*** Begin section ***

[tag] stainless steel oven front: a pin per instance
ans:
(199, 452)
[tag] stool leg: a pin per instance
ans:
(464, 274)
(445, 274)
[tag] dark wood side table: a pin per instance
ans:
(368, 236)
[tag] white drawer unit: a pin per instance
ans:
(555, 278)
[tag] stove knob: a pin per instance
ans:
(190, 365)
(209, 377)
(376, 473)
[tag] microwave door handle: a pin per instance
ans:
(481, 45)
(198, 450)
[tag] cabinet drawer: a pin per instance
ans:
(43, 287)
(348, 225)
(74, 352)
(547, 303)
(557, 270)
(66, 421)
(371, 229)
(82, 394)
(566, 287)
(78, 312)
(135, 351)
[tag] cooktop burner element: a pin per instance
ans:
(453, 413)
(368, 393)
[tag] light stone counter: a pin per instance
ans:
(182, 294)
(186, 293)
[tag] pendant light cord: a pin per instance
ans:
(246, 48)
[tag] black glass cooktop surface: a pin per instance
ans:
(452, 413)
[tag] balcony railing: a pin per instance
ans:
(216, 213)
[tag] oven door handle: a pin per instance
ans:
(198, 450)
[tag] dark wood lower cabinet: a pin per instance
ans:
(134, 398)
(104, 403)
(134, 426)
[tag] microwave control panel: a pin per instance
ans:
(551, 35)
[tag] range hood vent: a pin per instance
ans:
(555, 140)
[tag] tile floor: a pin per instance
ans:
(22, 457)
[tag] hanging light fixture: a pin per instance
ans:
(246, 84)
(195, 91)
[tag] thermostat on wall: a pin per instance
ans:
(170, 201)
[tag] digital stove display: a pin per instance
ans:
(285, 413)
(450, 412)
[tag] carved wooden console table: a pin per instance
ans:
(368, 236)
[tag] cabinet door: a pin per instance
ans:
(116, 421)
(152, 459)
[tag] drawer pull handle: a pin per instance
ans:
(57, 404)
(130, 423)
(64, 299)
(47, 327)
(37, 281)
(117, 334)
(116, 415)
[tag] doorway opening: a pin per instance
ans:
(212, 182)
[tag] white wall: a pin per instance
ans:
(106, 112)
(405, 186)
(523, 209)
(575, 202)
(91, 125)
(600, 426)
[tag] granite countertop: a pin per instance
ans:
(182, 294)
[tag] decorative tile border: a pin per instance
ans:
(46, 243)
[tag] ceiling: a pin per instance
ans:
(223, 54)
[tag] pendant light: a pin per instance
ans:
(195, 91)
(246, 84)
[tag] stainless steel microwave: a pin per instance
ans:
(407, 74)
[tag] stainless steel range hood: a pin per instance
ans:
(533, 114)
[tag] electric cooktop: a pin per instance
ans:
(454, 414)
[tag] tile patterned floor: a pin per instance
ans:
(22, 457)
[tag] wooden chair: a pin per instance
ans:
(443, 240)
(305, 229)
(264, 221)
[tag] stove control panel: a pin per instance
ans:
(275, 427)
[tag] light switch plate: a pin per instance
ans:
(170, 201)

*** End section ***

→ **What the task requires**
Reproduce only the lines running from the one with "[tag] stainless steel range" through the final line of the listing above, both ends included.

→ **Exercise answer**
[tag] stainless steel range hood: a pin per instance
ans:
(533, 114)
[tag] electric cooktop: a pin per instance
ans:
(454, 414)
[tag] tile patterned floor: a pin per instance
ans:
(22, 457)
[tag] wooden chair: a pin per instance
ans:
(443, 240)
(305, 229)
(264, 221)
[tag] stove control panel: a pin per instance
ans:
(275, 427)
[tag] light switch plate: a pin per instance
ans:
(170, 201)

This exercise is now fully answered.